[The request]:
Recast all the records below as a numbered list, dropping the blank lines. Leave the pictures out of your answer.

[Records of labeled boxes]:
--------------------------------------------------
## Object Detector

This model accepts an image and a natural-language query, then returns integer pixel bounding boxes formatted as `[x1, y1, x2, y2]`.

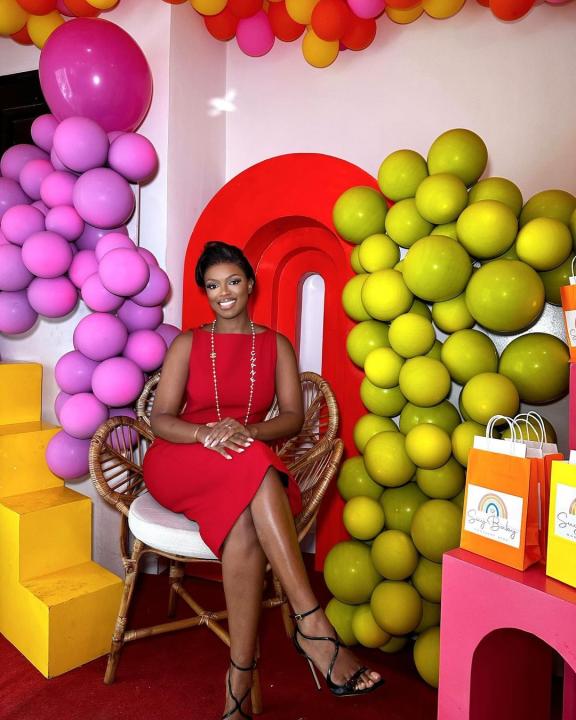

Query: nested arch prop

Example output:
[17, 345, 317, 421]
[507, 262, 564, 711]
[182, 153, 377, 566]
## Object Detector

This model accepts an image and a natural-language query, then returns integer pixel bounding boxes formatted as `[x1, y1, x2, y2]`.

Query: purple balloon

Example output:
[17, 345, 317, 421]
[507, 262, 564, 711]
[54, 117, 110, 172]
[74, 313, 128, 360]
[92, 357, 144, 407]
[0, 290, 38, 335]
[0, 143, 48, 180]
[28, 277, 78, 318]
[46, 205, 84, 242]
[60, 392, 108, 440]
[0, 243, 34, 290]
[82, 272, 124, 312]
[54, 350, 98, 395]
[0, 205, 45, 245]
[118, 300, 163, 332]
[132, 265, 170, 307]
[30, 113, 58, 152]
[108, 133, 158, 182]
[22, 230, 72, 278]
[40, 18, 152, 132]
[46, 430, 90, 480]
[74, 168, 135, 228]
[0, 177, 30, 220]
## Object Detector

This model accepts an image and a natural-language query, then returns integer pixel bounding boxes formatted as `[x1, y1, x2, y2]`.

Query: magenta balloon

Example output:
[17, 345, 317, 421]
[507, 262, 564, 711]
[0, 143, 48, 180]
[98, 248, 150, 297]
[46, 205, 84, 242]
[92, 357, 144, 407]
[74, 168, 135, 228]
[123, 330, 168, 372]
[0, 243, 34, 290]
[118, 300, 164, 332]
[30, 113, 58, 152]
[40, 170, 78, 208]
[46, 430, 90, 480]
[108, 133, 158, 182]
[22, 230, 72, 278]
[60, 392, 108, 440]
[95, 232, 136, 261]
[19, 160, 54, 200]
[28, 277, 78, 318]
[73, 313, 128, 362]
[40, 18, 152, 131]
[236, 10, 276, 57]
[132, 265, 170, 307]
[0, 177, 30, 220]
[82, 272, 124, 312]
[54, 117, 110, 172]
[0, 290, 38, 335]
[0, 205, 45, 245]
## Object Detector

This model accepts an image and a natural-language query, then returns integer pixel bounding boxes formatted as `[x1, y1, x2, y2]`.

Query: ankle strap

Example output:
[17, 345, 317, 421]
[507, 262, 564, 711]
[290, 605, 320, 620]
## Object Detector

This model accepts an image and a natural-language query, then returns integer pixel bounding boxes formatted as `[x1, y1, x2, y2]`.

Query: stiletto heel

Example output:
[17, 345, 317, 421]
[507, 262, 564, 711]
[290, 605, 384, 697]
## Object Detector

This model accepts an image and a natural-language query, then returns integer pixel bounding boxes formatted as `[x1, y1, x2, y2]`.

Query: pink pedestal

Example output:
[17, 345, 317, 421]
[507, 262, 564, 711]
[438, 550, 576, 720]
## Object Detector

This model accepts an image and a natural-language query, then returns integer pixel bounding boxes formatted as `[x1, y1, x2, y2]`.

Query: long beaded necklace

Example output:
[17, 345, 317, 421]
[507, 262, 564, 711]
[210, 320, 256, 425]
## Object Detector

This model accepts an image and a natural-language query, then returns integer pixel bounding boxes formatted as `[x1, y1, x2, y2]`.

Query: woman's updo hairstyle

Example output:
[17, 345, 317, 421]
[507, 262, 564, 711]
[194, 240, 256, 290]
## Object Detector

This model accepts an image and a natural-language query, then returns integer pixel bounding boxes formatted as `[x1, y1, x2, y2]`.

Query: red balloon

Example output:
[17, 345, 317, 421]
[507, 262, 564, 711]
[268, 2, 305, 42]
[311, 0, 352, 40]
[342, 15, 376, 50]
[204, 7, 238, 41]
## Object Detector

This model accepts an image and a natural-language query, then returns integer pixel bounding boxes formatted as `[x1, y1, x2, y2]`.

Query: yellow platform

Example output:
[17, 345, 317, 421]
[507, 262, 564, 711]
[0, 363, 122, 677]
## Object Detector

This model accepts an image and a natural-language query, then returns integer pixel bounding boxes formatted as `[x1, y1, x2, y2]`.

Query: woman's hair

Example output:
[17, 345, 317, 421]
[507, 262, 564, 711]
--------------------------------------------------
[Full solution]:
1. ## Object Detector
2. This model accepts an image and a natural-language query, then returns integer pixel bounding boxes formatted as `[x1, y1, x2, y2]`.
3. Query: nested arch prop
4. Example output:
5. [17, 345, 317, 421]
6. [507, 262, 564, 711]
7. [182, 153, 377, 566]
8. ## Object Detector
9. This model accepts an image and a natural-language query, then returns integer pixel bounding boxes formatted as `[x1, y1, x2, y2]`.
10. Query: purple balloon
11. Example output:
12. [17, 345, 317, 421]
13. [507, 262, 564, 711]
14. [54, 117, 110, 172]
15. [74, 313, 128, 360]
16. [92, 357, 144, 407]
17. [0, 290, 38, 335]
18. [0, 143, 48, 180]
19. [28, 277, 78, 318]
20. [46, 205, 84, 242]
21. [60, 392, 108, 440]
22. [0, 243, 34, 290]
23. [82, 272, 124, 312]
24. [54, 350, 98, 395]
25. [0, 205, 45, 245]
26. [118, 300, 163, 332]
27. [132, 265, 170, 307]
28. [30, 113, 58, 152]
29. [108, 133, 158, 182]
30. [22, 230, 72, 278]
31. [40, 18, 152, 132]
32. [46, 430, 90, 480]
33. [74, 168, 135, 228]
34. [0, 177, 30, 220]
35. ## Object Detector
36. This model accepts an image and a natural-language query, then returns integer pixel bounding boxes formatted as `[x1, y1, x2, y2]`.
37. Query: magenta balloon
38. Example output:
39. [17, 345, 317, 421]
40. [507, 262, 564, 711]
41. [0, 143, 48, 180]
42. [98, 248, 150, 297]
43. [46, 205, 84, 242]
44. [92, 357, 144, 407]
45. [74, 168, 135, 228]
46. [123, 330, 168, 372]
47. [0, 243, 34, 290]
48. [118, 300, 164, 332]
49. [30, 113, 58, 152]
50. [40, 170, 78, 208]
51. [46, 430, 90, 480]
52. [108, 133, 158, 182]
53. [22, 230, 72, 278]
54. [60, 392, 108, 440]
55. [95, 232, 136, 261]
56. [19, 160, 54, 200]
57. [28, 277, 78, 318]
58. [73, 313, 128, 362]
59. [40, 18, 152, 131]
60. [236, 10, 276, 57]
61. [132, 265, 170, 307]
62. [0, 177, 30, 220]
63. [82, 272, 124, 312]
64. [54, 117, 110, 172]
65. [0, 290, 38, 335]
66. [0, 205, 45, 245]
67. ## Object Detector
68. This model accepts an image and a natural-language query, then returns integer pixel bounding boxes formatted as `[x1, y1, x2, y2]`.
69. Query: ankle strap
70. Example output:
71. [17, 345, 317, 421]
72. [507, 262, 564, 711]
73. [290, 605, 320, 620]
74. ## Object Detector
75. This model accepts an image and a natural-language query, then returns integer pixel bounding boxes formatted as `[x1, y1, x2, y2]`.
76. Query: stiletto heel
77. Example output:
78. [17, 345, 317, 421]
79. [507, 262, 564, 711]
80. [290, 605, 384, 697]
81. ## Object Detector
82. This model accepts an image and a natural-language query, then returns integer pixel bounding boxes formatted as `[x1, y1, x2, y2]`.
83. Query: pink pedestal
84. Example output:
85. [17, 345, 317, 421]
86. [507, 262, 564, 711]
87. [438, 550, 576, 720]
88. ## Object Detector
89. This model accepts an image and a natural-language query, then returns integer pixel bounding boxes formatted as `[x1, y1, x2, y2]`.
90. Query: long beaded necklace
91. Example output:
92. [17, 345, 317, 421]
93. [507, 262, 564, 711]
94. [210, 320, 256, 425]
95. ## Object Detector
96. This model accepts an image and a natural-language query, then returns integer pixel bounding boxes formatted as `[x1, y1, x2, y2]`.
97. Query: woman's updo hairstyle
98. Example output:
99. [17, 345, 317, 421]
100. [507, 262, 564, 711]
101. [194, 240, 256, 290]
102. ## Object Detector
103. This model accepts an image and a natural-language query, then returns integer pixel bounding boxes formatted as `[x1, y1, x2, y2]`.
104. Query: red balloon
105. Example output:
106. [17, 345, 317, 421]
107. [507, 262, 564, 711]
108. [268, 2, 305, 42]
109. [311, 0, 352, 40]
110. [342, 15, 376, 50]
111. [204, 7, 238, 41]
112. ## Object Detector
113. This model accepts an image and a natural-language query, then returns integer pixel bounding boxes formatted as `[x1, y1, x2, y2]`.
114. Query: yellow platform
115. Example output:
116. [17, 345, 317, 421]
117. [507, 262, 564, 711]
118. [0, 363, 122, 677]
119. ## Object Detector
120. This model accepts an image and a natural-language query, then returns integer pixel bounding boxes formatted as `[x1, y1, x2, y2]`.
121. Query: woman's hair
122. Example output:
123. [17, 345, 317, 421]
124. [507, 262, 564, 711]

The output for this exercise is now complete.